Collected data
*** Block opens ***

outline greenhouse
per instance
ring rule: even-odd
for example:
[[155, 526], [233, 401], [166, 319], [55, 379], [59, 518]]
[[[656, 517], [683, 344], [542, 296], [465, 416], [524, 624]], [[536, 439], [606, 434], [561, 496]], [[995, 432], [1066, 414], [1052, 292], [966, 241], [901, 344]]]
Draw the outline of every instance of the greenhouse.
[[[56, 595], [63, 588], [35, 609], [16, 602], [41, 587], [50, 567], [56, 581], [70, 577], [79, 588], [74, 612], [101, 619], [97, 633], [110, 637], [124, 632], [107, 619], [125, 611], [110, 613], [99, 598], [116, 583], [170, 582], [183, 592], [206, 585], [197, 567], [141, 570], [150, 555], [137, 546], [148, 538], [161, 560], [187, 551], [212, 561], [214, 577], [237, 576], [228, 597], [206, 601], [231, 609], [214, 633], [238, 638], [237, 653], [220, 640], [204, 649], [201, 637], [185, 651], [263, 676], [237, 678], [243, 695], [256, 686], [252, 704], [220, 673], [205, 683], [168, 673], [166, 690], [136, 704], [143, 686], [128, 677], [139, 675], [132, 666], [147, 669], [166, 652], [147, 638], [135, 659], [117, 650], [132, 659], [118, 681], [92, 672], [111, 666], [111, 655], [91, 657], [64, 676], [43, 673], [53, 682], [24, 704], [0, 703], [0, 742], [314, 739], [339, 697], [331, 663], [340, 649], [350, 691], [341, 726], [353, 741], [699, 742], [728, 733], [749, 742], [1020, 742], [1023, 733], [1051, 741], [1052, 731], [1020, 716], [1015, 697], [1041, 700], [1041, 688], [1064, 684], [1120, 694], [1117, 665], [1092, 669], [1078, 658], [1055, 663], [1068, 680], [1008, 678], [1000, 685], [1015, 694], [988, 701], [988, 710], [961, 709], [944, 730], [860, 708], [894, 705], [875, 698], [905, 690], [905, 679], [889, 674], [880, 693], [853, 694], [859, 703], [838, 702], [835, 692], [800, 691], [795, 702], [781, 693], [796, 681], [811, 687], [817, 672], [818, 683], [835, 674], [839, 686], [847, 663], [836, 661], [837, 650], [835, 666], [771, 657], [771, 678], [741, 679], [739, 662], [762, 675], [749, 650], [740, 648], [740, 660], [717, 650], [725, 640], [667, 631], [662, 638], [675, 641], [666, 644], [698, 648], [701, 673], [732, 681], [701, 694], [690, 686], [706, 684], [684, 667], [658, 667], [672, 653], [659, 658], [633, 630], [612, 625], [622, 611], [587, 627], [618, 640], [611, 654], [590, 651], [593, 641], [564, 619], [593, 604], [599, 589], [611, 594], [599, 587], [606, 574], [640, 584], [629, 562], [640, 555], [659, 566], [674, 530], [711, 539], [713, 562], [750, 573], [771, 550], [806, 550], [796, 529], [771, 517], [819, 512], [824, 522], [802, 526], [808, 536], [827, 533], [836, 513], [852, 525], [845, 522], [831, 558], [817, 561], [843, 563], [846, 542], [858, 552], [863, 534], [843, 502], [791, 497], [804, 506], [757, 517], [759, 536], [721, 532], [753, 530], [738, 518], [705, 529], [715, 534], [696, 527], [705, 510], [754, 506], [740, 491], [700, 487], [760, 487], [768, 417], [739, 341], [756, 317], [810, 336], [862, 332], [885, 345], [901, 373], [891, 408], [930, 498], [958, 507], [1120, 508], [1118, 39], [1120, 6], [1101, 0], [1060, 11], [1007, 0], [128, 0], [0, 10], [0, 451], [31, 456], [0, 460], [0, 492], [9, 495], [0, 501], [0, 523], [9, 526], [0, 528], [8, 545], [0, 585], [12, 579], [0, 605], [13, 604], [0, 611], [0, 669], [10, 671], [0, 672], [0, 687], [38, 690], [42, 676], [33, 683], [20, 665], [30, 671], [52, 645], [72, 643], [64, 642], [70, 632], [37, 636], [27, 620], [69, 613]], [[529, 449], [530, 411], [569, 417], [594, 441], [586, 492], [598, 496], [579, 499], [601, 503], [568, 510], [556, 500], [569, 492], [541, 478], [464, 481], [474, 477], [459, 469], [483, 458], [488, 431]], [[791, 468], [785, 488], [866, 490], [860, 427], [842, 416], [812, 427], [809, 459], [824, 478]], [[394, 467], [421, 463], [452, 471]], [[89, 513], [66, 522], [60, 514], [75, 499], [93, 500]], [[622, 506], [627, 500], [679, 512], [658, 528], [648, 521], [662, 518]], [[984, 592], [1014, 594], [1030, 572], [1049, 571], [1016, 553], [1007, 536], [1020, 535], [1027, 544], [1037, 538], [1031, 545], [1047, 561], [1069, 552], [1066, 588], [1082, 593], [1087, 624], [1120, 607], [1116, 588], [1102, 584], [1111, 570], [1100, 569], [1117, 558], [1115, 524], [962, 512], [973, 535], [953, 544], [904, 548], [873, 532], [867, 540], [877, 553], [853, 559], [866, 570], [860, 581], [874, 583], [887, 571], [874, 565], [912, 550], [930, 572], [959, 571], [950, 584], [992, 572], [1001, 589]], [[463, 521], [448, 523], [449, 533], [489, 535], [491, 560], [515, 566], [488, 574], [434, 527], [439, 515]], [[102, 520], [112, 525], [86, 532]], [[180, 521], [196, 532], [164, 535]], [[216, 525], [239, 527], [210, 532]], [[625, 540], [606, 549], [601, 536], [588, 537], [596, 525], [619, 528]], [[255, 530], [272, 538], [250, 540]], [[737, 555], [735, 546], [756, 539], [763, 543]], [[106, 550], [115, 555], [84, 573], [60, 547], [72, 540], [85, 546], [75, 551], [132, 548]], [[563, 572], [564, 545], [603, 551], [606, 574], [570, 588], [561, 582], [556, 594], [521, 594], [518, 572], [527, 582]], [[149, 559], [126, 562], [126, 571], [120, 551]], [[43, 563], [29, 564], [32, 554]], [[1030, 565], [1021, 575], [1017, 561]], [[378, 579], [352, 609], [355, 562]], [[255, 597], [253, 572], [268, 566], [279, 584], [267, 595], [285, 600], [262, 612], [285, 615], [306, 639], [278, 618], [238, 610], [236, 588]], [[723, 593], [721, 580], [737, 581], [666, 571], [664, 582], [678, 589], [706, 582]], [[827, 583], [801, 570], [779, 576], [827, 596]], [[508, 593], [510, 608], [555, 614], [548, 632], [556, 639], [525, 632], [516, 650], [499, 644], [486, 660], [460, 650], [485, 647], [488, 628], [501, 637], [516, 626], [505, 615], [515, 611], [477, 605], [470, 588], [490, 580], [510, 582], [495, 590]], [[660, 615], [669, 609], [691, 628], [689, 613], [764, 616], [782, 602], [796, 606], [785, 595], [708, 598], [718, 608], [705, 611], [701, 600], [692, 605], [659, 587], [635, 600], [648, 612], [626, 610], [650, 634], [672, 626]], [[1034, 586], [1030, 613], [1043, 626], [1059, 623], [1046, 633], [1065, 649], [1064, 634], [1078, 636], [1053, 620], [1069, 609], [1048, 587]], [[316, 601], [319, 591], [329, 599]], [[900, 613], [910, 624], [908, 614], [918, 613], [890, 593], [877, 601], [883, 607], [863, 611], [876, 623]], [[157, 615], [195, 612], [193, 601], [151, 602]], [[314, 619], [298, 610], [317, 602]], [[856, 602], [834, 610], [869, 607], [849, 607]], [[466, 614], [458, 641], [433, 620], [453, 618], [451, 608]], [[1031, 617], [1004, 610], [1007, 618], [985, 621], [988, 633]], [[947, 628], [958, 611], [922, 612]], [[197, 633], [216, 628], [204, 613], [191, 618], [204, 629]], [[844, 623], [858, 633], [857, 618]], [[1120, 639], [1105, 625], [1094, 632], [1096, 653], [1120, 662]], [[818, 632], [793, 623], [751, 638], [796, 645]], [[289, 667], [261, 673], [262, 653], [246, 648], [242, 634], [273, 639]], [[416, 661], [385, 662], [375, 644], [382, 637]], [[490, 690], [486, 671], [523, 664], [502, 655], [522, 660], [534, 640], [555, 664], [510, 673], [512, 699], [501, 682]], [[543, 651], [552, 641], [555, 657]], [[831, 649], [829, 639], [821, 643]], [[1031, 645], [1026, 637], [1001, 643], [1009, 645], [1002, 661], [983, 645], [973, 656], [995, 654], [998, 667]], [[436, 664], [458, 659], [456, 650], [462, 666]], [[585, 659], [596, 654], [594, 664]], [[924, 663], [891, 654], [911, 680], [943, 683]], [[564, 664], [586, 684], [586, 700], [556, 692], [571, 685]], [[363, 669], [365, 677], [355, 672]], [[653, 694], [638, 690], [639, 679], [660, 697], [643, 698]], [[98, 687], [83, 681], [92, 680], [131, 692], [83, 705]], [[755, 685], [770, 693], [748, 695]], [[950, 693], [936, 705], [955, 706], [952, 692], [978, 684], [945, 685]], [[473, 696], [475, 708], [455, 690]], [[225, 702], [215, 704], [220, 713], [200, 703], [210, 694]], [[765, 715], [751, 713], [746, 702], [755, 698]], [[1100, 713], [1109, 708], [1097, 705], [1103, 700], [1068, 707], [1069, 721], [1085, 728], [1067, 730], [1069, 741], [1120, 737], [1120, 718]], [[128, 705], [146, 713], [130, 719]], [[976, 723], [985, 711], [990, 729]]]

*** Block closes ***

■ Activity
Copy, exactly and only, the lines above that begin with the one containing "ring rule: even-odd" and finish with the one containing "[[155, 526], [233, 401], [166, 319], [55, 379], [59, 518]]".

■ Response below
ring rule: even-odd
for example:
[[155, 526], [233, 401], [166, 319], [55, 379], [59, 518]]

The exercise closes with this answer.